* [Task inputs]
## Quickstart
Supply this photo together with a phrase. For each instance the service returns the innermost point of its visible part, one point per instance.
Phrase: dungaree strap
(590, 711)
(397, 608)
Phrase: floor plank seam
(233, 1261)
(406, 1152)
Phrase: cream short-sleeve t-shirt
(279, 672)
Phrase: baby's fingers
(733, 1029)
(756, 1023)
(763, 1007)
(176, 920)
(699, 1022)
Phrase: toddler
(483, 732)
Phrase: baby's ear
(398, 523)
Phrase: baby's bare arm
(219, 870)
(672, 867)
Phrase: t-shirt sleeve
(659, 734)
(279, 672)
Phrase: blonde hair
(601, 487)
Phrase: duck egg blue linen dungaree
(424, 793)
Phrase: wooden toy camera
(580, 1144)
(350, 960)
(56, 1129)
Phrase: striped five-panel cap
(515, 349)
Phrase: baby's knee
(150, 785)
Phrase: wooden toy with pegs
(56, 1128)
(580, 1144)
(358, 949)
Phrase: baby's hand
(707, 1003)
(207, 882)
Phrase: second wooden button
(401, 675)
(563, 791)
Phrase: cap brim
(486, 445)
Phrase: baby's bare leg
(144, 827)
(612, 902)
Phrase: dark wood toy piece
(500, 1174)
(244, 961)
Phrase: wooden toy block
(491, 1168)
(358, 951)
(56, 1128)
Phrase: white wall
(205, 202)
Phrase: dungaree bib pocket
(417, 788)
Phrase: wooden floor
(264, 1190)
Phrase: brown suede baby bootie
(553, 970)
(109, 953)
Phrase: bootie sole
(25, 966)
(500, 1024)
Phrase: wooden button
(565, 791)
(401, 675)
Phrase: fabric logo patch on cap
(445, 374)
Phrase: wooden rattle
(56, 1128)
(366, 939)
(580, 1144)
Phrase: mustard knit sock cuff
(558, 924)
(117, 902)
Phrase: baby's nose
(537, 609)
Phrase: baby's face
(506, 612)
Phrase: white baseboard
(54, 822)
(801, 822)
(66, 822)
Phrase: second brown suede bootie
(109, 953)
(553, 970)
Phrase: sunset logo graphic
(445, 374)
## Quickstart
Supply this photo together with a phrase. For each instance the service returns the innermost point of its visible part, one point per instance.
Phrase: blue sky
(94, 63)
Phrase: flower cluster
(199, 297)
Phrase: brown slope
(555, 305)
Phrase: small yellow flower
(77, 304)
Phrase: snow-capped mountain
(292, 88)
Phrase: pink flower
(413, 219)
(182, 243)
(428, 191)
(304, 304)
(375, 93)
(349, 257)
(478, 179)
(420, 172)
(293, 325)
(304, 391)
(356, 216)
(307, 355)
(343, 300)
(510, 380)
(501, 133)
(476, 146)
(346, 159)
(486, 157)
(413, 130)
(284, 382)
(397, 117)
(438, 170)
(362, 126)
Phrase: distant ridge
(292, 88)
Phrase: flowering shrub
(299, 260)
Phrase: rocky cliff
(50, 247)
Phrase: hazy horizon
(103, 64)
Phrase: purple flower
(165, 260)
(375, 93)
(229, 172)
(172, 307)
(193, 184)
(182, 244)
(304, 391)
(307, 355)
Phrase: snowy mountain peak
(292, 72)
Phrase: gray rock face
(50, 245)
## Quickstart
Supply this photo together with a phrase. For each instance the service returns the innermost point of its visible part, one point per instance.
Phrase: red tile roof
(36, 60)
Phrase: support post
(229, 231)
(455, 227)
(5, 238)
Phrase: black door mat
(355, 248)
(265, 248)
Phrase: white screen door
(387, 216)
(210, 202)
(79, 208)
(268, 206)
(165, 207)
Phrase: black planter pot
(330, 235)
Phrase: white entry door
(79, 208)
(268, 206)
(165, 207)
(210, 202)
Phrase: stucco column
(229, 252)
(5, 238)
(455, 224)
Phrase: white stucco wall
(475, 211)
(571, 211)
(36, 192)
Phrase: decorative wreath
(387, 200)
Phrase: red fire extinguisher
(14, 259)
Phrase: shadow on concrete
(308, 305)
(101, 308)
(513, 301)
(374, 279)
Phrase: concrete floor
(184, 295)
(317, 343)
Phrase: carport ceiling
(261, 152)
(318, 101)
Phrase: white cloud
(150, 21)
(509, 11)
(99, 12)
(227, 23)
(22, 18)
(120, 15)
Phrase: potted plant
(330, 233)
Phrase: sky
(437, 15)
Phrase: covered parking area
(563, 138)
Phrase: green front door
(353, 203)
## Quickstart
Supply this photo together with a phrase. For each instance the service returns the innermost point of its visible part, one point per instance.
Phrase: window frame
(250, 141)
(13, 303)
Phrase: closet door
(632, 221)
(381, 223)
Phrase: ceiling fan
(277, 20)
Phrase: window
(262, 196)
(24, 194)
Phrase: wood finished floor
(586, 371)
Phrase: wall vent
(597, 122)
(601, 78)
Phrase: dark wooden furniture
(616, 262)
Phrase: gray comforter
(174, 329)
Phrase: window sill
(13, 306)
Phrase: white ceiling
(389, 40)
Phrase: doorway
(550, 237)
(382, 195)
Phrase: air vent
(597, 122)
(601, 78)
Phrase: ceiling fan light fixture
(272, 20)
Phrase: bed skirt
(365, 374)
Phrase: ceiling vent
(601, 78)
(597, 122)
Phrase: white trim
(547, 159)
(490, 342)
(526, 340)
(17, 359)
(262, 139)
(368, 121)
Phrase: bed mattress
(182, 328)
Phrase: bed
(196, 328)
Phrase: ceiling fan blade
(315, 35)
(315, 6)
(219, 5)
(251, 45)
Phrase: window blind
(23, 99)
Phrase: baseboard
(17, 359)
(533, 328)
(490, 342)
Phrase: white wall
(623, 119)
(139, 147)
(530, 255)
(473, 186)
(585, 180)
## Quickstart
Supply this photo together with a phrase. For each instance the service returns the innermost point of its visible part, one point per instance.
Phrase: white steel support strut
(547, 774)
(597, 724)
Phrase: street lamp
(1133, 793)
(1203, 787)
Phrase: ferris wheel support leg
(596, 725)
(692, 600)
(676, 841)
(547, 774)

* [Task to carry out] Recast every line of the records above as a JSON list of strings, one string per line, leaving out blank lines.

* [Response below]
[
  "## Quickstart",
  "Supply this photo together with a phrase. For each instance the service returns the innermost point of its visible part, one point per instance.",
  "Phrase: dungaree strap",
  "(590, 711)",
  "(397, 608)",
  "Phrase: floor plank seam",
  "(233, 1261)",
  "(406, 1152)",
  "Phrase: cream short-sleeve t-shirt",
  "(279, 672)",
  "Phrase: baby's fingers",
  "(733, 1029)",
  "(756, 1023)",
  "(763, 1007)",
  "(176, 920)",
  "(699, 1022)",
  "Phrase: toddler",
  "(483, 732)",
  "Phrase: baby's ear",
  "(398, 523)",
  "Phrase: baby's bare arm",
  "(219, 870)",
  "(672, 867)",
  "Phrase: t-shirt sleeve",
  "(659, 734)",
  "(279, 672)",
  "Phrase: blonde hair",
  "(601, 487)",
  "Phrase: duck egg blue linen dungaree",
  "(424, 793)",
  "Phrase: wooden toy camera",
  "(580, 1144)",
  "(350, 960)",
  "(56, 1129)",
  "Phrase: striped five-panel cap",
  "(515, 349)",
  "Phrase: baby's knee",
  "(150, 785)",
  "Phrase: wooden toy with pegs",
  "(56, 1128)",
  "(580, 1144)",
  "(358, 949)",
  "Phrase: baby's hand",
  "(707, 1003)",
  "(207, 882)",
  "Phrase: second wooden button",
  "(401, 675)",
  "(563, 791)",
  "Phrase: cap brim",
  "(486, 445)",
  "Phrase: baby's bare leg",
  "(144, 827)",
  "(612, 902)",
  "Phrase: dark wood toy piece",
  "(500, 1174)",
  "(244, 961)",
  "Phrase: wooden toy block",
  "(491, 1168)",
  "(358, 951)",
  "(56, 1128)",
  "Phrase: white wall",
  "(205, 202)",
  "Phrase: dungaree bib pocket",
  "(417, 788)",
  "Phrase: wooden floor",
  "(264, 1190)",
  "Phrase: brown suede baby bootie",
  "(553, 970)",
  "(109, 953)",
  "Phrase: bootie sole",
  "(25, 966)",
  "(500, 1024)",
  "Phrase: wooden button",
  "(565, 791)",
  "(401, 675)",
  "Phrase: fabric logo patch on cap",
  "(445, 374)",
  "Phrase: wooden rattle",
  "(56, 1128)",
  "(366, 939)",
  "(580, 1144)",
  "Phrase: mustard knit sock cuff",
  "(558, 924)",
  "(117, 902)",
  "Phrase: baby's nose",
  "(537, 609)",
  "Phrase: baby's face",
  "(506, 612)",
  "Phrase: white baseboard",
  "(54, 822)",
  "(801, 822)",
  "(66, 822)",
  "Phrase: second brown suede bootie",
  "(109, 953)",
  "(553, 970)",
  "Phrase: sunset logo graphic",
  "(445, 374)",
  "## Quickstart",
  "Supply this photo together with a phrase. For each instance the service returns the innermost point of its visible part, one point per instance.",
  "Phrase: blue sky",
  "(94, 63)",
  "Phrase: flower cluster",
  "(199, 297)",
  "Phrase: brown slope",
  "(555, 305)",
  "Phrase: small yellow flower",
  "(77, 304)",
  "Phrase: snow-capped mountain",
  "(292, 88)",
  "Phrase: pink flower",
  "(413, 219)",
  "(182, 243)",
  "(428, 191)",
  "(304, 304)",
  "(375, 93)",
  "(349, 257)",
  "(478, 179)",
  "(420, 172)",
  "(293, 325)",
  "(304, 391)",
  "(356, 216)",
  "(307, 355)",
  "(343, 300)",
  "(510, 380)",
  "(501, 133)",
  "(476, 146)",
  "(346, 159)",
  "(486, 157)",
  "(413, 130)",
  "(284, 382)",
  "(397, 117)",
  "(438, 170)",
  "(362, 126)",
  "Phrase: distant ridge",
  "(292, 88)",
  "Phrase: flowering shrub",
  "(299, 260)",
  "Phrase: rocky cliff",
  "(50, 247)",
  "Phrase: hazy horizon",
  "(103, 64)",
  "Phrase: purple flower",
  "(165, 260)",
  "(375, 93)",
  "(229, 172)",
  "(172, 307)",
  "(193, 184)",
  "(182, 244)",
  "(304, 391)",
  "(307, 355)",
  "Phrase: snowy mountain peak",
  "(292, 72)",
  "Phrase: gray rock face",
  "(50, 245)",
  "## Quickstart",
  "Supply this photo together with a phrase. For each instance the service returns the innermost point of its visible part, one point per instance.",
  "Phrase: red tile roof",
  "(36, 60)",
  "Phrase: support post",
  "(229, 231)",
  "(455, 227)",
  "(5, 238)",
  "Phrase: black door mat",
  "(355, 248)",
  "(265, 248)",
  "Phrase: white screen door",
  "(387, 216)",
  "(210, 202)",
  "(79, 208)",
  "(268, 206)",
  "(165, 207)",
  "Phrase: black planter pot",
  "(330, 235)",
  "Phrase: white entry door",
  "(79, 208)",
  "(268, 206)",
  "(165, 207)",
  "(210, 202)",
  "Phrase: stucco column",
  "(229, 252)",
  "(5, 238)",
  "(455, 224)",
  "Phrase: white stucco wall",
  "(475, 211)",
  "(571, 211)",
  "(36, 192)",
  "Phrase: decorative wreath",
  "(387, 200)",
  "Phrase: red fire extinguisher",
  "(14, 259)",
  "Phrase: shadow on concrete",
  "(308, 305)",
  "(101, 308)",
  "(513, 301)",
  "(374, 279)",
  "Phrase: concrete floor",
  "(184, 295)",
  "(317, 343)",
  "Phrase: carport ceiling",
  "(261, 152)",
  "(318, 101)",
  "Phrase: white cloud",
  "(150, 21)",
  "(509, 11)",
  "(99, 12)",
  "(227, 23)",
  "(22, 18)",
  "(120, 15)",
  "Phrase: potted plant",
  "(330, 233)",
  "Phrase: sky",
  "(437, 15)",
  "Phrase: covered parking area",
  "(563, 138)",
  "Phrase: green front door",
  "(353, 203)",
  "## Quickstart",
  "Supply this photo together with a phrase. For each instance the service returns the innermost point of its visible part, one point per instance.",
  "Phrase: window frame",
  "(250, 141)",
  "(13, 303)",
  "Phrase: closet door",
  "(632, 221)",
  "(381, 223)",
  "Phrase: ceiling fan",
  "(277, 20)",
  "Phrase: window",
  "(262, 196)",
  "(24, 194)",
  "Phrase: wood finished floor",
  "(586, 371)",
  "Phrase: wall vent",
  "(597, 122)",
  "(601, 78)",
  "Phrase: dark wooden furniture",
  "(616, 262)",
  "Phrase: gray comforter",
  "(174, 329)",
  "Phrase: window sill",
  "(13, 306)",
  "Phrase: white ceiling",
  "(389, 40)",
  "Phrase: doorway",
  "(550, 237)",
  "(382, 195)",
  "Phrase: air vent",
  "(597, 122)",
  "(601, 78)",
  "Phrase: ceiling fan light fixture",
  "(272, 20)",
  "Phrase: bed skirt",
  "(365, 374)",
  "Phrase: ceiling vent",
  "(601, 78)",
  "(597, 122)",
  "Phrase: white trim",
  "(547, 159)",
  "(490, 342)",
  "(526, 340)",
  "(17, 359)",
  "(262, 139)",
  "(368, 121)",
  "Phrase: bed mattress",
  "(182, 328)",
  "Phrase: bed",
  "(196, 328)",
  "Phrase: ceiling fan blade",
  "(315, 35)",
  "(315, 6)",
  "(219, 5)",
  "(251, 45)",
  "Phrase: window blind",
  "(23, 99)",
  "Phrase: baseboard",
  "(17, 359)",
  "(533, 328)",
  "(490, 342)",
  "Phrase: white wall",
  "(623, 119)",
  "(139, 147)",
  "(530, 255)",
  "(473, 186)",
  "(585, 180)",
  "## Quickstart",
  "Supply this photo together with a phrase. For each instance the service returns the innermost point of its visible part, one point per instance.",
  "Phrase: white steel support strut",
  "(547, 774)",
  "(597, 724)",
  "Phrase: street lamp",
  "(1133, 793)",
  "(1203, 787)",
  "Phrase: ferris wheel support leg",
  "(596, 725)",
  "(692, 600)",
  "(676, 841)",
  "(547, 774)"
]